• **Text shown**
------------------------------------

Yes, Q_View is a post with pics chronicling your smoking activities.


----------



## dodgefan67 (May 8, 2011)

Starbug said:


> Welcome sir... not to beat a dead horse but careful with that pork is it doesn't smell right
> 
> 
> 
> ...


*Hey Ray!!! thanks for showing me the site! great place!!*

*there is a lot of Mopar love on this site too!!  
	

	
	
		
		



		
		
	


	



*

*well as far as the smell, i agree, i should probably just toss it and get another one. thanks everyone for the help and welcomes!!! mucho appreciated!*


----------



## deannc (May 8, 2011)

Welcome aboard from the Fayetteville area!  Look like Al, Bear and the others have you on track....let us know how your smoke goes today and don't forget the Qview!


----------



## beer-b-q (May 8, 2011)

Welcome to SMF, Glad to have you with us.


This is the place to learn, lots of good info and helpful friendly Members.
 

Many of our members have years of experience in smoking meat.  They are more than happy helping Newbies learn the art.
 

We have members who cure there own Bacon, Hams, Jerky, Snack Sticks, Make Their own Sausage, etc. if you want to learn,
this is the place. 
 

Don't be afraid to ask questions of them and follow their advice. You won't be sorry, you will be making great Q in no time at all...

Just remember, when curing your own meats follow the instructions included with the cure to the letter, this is not something to experiment with.  


*Never use more cure no mater if it is Tender Quick or Cure #1 or Cure #2 than the manufacturer says to use, this can be very dangerous.

------------------------------------

• **Extracted records**
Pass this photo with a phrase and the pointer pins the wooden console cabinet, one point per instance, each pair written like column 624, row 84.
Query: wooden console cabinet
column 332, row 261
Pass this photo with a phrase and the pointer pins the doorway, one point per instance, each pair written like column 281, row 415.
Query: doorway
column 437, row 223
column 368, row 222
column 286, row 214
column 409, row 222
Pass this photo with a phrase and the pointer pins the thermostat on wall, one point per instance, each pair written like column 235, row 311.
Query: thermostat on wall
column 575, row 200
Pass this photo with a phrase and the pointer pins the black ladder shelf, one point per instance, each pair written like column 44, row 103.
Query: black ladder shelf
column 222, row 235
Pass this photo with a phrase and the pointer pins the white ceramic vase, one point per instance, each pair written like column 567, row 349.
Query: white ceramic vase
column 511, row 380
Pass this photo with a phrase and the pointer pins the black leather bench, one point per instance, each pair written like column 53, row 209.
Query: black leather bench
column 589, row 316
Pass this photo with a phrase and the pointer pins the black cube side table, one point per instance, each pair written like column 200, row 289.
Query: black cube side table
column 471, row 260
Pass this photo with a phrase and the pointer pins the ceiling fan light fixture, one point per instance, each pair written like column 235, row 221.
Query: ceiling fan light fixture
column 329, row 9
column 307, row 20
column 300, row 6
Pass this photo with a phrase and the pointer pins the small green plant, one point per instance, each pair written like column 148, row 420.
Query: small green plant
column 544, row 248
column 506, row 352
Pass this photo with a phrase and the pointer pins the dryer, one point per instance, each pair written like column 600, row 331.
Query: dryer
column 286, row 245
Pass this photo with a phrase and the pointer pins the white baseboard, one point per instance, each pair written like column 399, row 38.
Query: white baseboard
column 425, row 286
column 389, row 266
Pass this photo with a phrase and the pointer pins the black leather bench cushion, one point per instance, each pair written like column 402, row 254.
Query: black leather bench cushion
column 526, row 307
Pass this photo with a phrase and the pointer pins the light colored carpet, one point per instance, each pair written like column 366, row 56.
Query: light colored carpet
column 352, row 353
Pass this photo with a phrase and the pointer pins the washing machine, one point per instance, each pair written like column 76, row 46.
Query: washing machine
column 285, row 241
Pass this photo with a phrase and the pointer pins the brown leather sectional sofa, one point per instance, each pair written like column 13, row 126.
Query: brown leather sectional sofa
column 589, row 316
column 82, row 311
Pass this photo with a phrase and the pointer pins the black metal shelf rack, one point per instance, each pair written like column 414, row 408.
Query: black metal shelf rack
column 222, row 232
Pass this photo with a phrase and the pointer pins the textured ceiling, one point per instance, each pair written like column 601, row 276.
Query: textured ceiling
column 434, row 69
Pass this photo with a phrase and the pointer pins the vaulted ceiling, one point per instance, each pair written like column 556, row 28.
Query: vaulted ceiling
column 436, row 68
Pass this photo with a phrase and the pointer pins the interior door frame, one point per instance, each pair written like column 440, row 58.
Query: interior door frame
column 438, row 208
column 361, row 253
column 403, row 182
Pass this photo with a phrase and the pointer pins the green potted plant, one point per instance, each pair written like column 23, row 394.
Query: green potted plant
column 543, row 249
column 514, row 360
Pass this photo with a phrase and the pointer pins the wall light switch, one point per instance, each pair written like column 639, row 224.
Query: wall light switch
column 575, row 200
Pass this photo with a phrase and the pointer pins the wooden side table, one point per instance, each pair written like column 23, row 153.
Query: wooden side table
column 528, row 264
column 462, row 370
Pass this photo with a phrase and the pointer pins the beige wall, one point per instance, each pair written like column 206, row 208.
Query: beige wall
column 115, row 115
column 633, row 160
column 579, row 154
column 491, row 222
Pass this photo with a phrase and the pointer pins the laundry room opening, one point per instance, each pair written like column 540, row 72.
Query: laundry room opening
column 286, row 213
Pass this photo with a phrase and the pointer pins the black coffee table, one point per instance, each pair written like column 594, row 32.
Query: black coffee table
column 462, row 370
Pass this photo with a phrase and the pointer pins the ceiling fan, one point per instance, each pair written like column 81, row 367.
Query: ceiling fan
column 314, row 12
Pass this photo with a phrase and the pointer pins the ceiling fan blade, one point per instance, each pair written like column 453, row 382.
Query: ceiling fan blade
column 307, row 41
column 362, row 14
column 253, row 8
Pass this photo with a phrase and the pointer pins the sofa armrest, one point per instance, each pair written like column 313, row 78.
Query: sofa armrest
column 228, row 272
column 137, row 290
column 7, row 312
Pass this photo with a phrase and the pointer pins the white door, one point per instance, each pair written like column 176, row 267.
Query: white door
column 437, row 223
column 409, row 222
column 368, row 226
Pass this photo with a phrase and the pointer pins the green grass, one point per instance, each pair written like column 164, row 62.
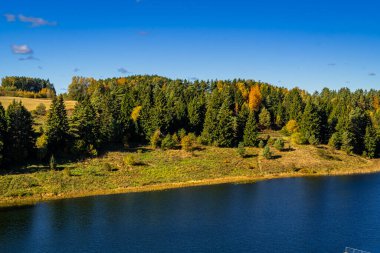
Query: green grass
column 157, row 169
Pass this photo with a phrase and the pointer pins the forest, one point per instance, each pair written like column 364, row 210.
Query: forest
column 161, row 112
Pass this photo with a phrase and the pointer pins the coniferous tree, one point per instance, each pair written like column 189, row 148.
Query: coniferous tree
column 264, row 119
column 250, row 131
column 311, row 124
column 20, row 139
column 84, row 127
column 3, row 132
column 57, row 126
column 225, row 131
column 211, row 119
column 371, row 142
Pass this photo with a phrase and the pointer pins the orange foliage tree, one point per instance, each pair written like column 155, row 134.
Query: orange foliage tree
column 255, row 98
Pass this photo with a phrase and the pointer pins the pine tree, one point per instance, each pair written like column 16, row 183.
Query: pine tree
column 225, row 131
column 196, row 113
column 311, row 124
column 57, row 126
column 264, row 119
column 19, row 142
column 250, row 131
column 84, row 127
column 210, row 128
column 3, row 132
column 255, row 98
column 371, row 142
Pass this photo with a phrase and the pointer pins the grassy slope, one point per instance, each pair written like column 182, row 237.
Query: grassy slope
column 32, row 103
column 173, row 168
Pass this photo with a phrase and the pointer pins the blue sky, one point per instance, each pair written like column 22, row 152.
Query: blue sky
column 310, row 44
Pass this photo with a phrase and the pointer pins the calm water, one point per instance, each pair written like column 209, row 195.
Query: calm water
column 285, row 215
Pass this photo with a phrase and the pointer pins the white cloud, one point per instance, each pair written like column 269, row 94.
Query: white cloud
column 21, row 49
column 35, row 21
column 29, row 58
column 10, row 17
column 123, row 70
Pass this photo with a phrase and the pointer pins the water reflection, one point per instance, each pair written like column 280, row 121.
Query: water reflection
column 291, row 215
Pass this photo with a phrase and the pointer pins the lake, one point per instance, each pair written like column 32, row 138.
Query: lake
column 320, row 214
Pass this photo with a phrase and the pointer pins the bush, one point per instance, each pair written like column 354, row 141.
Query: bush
column 129, row 160
column 279, row 144
column 241, row 150
column 168, row 143
column 335, row 141
column 175, row 139
column 182, row 133
column 313, row 140
column 52, row 163
column 107, row 167
column 41, row 145
column 261, row 144
column 188, row 143
column 270, row 141
column 298, row 138
column 266, row 152
column 41, row 109
column 290, row 128
column 155, row 140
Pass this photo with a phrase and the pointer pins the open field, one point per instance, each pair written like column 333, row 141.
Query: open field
column 32, row 103
column 158, row 170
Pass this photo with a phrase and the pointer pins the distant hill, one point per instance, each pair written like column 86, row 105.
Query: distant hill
column 26, row 87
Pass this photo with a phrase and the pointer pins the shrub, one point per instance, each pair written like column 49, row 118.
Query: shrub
column 241, row 150
column 270, row 141
column 41, row 109
column 175, row 139
column 290, row 128
column 155, row 140
column 52, row 163
column 107, row 167
column 41, row 145
column 168, row 143
column 129, row 160
column 313, row 140
column 298, row 138
column 67, row 172
column 181, row 133
column 188, row 143
column 91, row 150
column 266, row 152
column 335, row 141
column 279, row 144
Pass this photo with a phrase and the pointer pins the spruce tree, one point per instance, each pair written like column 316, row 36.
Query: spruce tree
column 264, row 119
column 84, row 126
column 371, row 142
column 3, row 132
column 250, row 131
column 210, row 128
column 57, row 127
column 225, row 131
column 311, row 124
column 19, row 142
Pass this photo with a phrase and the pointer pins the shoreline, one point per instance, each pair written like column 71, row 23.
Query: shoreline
column 33, row 200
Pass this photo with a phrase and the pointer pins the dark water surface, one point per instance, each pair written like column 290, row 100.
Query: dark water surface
column 286, row 215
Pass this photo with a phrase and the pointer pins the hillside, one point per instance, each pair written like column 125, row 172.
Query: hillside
column 146, row 169
column 32, row 103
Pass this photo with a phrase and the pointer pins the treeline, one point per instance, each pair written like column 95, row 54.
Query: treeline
column 157, row 110
column 26, row 87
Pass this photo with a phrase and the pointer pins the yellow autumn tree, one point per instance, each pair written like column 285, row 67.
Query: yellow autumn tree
column 136, row 113
column 376, row 103
column 255, row 98
column 242, row 89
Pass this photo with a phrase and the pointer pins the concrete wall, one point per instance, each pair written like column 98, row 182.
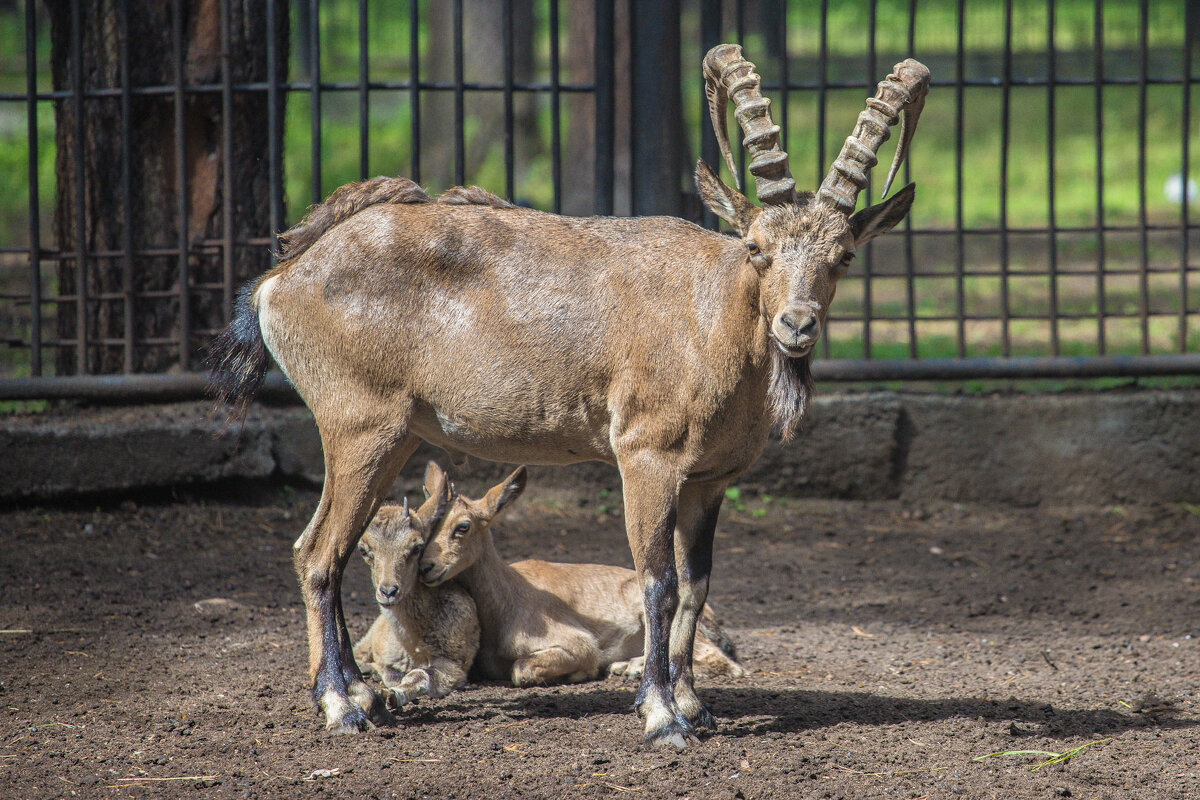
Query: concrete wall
column 1129, row 446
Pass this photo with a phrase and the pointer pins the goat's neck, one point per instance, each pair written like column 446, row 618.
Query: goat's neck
column 491, row 583
column 741, row 331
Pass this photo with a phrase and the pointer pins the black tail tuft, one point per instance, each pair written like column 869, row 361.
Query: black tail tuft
column 238, row 358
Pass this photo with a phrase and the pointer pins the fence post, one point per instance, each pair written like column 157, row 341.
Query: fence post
column 604, row 52
column 657, row 134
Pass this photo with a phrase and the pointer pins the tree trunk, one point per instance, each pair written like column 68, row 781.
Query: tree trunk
column 150, row 216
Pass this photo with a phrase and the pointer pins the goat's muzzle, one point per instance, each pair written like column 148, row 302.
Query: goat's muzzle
column 796, row 330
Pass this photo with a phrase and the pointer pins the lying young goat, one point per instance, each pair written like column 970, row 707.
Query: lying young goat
column 543, row 621
column 425, row 638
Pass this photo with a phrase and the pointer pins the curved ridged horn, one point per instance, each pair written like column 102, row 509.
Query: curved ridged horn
column 900, row 95
column 730, row 77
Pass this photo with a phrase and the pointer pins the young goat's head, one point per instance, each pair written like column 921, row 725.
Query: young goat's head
column 459, row 537
column 391, row 547
column 801, row 244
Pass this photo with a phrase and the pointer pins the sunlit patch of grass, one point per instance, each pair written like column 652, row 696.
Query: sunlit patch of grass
column 1055, row 758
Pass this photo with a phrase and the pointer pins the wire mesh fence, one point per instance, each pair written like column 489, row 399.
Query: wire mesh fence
column 153, row 150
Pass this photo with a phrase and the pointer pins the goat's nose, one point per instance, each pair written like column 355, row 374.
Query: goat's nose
column 801, row 324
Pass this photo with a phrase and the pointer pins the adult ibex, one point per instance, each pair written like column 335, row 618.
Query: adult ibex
column 526, row 337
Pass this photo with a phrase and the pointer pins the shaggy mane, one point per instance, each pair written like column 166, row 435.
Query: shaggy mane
column 473, row 196
column 343, row 203
column 791, row 385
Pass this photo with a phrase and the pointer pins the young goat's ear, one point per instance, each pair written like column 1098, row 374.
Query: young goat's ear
column 502, row 494
column 726, row 203
column 877, row 220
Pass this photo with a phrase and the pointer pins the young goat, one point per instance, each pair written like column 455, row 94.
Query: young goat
column 541, row 621
column 425, row 638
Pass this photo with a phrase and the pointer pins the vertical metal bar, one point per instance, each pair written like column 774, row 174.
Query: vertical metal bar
column 1186, row 172
column 556, row 112
column 1005, row 118
column 605, row 97
column 739, row 18
column 127, row 190
column 273, row 125
column 364, row 94
column 1098, row 76
column 784, row 77
column 959, row 240
column 657, row 127
column 869, row 256
column 185, row 299
column 1144, row 277
column 227, row 276
column 709, row 37
column 460, row 145
column 910, row 290
column 81, row 192
column 1051, row 78
column 822, row 97
column 414, row 80
column 35, row 217
column 509, row 151
column 315, row 89
column 822, row 100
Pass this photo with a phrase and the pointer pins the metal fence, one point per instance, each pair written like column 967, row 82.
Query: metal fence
column 1053, row 235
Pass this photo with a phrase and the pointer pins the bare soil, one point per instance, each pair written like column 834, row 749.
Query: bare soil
column 887, row 647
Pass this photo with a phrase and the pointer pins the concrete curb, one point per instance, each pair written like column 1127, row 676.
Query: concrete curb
column 1129, row 446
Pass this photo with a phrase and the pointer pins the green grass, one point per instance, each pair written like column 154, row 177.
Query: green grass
column 1055, row 758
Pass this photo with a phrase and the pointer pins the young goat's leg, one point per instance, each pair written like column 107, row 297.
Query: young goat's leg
column 699, row 507
column 358, row 471
column 651, row 493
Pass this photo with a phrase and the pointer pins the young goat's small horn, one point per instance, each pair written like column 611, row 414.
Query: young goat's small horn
column 901, row 95
column 730, row 77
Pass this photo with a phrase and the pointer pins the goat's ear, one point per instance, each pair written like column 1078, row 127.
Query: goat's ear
column 436, row 482
column 726, row 203
column 502, row 494
column 877, row 220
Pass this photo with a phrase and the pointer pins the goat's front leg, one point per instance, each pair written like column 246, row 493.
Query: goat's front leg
column 651, row 491
column 438, row 679
column 699, row 509
column 358, row 473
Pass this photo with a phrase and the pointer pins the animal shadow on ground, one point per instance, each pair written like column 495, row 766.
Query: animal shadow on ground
column 753, row 711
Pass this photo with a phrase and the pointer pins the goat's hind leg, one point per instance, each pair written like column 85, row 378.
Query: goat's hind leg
column 651, row 504
column 359, row 469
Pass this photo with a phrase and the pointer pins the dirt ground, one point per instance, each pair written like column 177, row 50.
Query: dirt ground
column 887, row 647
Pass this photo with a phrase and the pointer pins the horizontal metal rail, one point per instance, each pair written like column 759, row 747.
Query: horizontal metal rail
column 276, row 388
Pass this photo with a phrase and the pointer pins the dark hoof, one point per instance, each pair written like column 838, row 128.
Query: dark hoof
column 381, row 715
column 353, row 721
column 705, row 720
column 375, row 705
column 675, row 735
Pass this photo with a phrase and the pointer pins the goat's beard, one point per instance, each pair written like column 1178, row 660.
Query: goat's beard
column 791, row 385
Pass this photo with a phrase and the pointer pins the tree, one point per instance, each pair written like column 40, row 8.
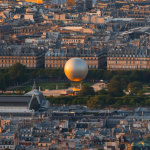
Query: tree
column 115, row 89
column 86, row 90
column 134, row 87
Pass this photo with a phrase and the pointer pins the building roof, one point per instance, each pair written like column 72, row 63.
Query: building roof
column 14, row 100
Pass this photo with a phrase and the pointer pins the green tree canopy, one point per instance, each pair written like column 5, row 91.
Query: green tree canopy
column 18, row 73
column 115, row 89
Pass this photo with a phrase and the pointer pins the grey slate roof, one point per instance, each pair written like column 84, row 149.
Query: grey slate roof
column 17, row 100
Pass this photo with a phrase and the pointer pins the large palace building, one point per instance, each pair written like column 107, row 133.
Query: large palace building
column 30, row 57
column 128, row 57
column 56, row 58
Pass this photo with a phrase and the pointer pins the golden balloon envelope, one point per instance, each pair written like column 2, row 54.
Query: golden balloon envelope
column 76, row 69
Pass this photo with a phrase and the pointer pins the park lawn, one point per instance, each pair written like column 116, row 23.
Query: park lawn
column 46, row 85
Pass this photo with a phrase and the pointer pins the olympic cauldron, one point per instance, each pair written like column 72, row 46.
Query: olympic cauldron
column 76, row 70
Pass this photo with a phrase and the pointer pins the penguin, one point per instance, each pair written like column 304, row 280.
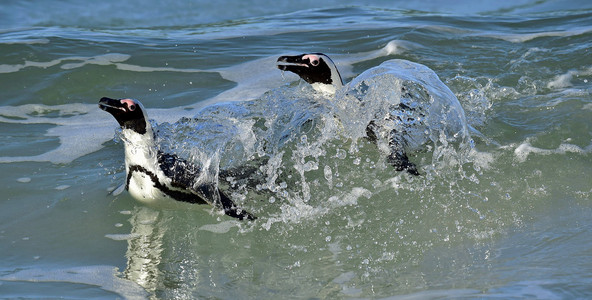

------------------------------------

Please continue the forum thread welcoming a new member to the meat-smoking site, starting right after its last sentence.

 *

*Tender Quick and Cure#1 or Cure #2 are not interchangeable, neither Cure #1 interchangeable with Cure #2 or vise versa
 *

*Tips For New Members.*

*Go into your profile and Under Location put where you are.*
*City & State or Area & State will do. This will help members when answering your questions.*
*Go to ROLL CALL thread and tell us a little about Yourself (A Name We Can Call You) and Experience & Equipment.*
*Do Not Post  your other questions and smokes in the Roll Call Forum.*
Post your questions and smokes in the Proper Forum, Beef, Pork, Sausage, Electric Smoker, Charcoal Smoker etc.
Use the Wiki Section, many of our members have posted great tutorials and instructional threads so take advantage of them.
When you can't find an answer ask plenty of questions, we have some highly experienced members willing to help you.
When posting about your smokes be sure to post plenty of *Qview* (Pictures) Our Moto, *"No Pics, Didn't Happen"*.
Get a good Probe Thermometer, Don't Depend on the Built in Thermometer in your Smoker (They are notorious for being off).
A good choice for a remote dual probe thermometer is the Maverick ET-732
Remember, We Always Cook by Temperature and NOT BY TIME...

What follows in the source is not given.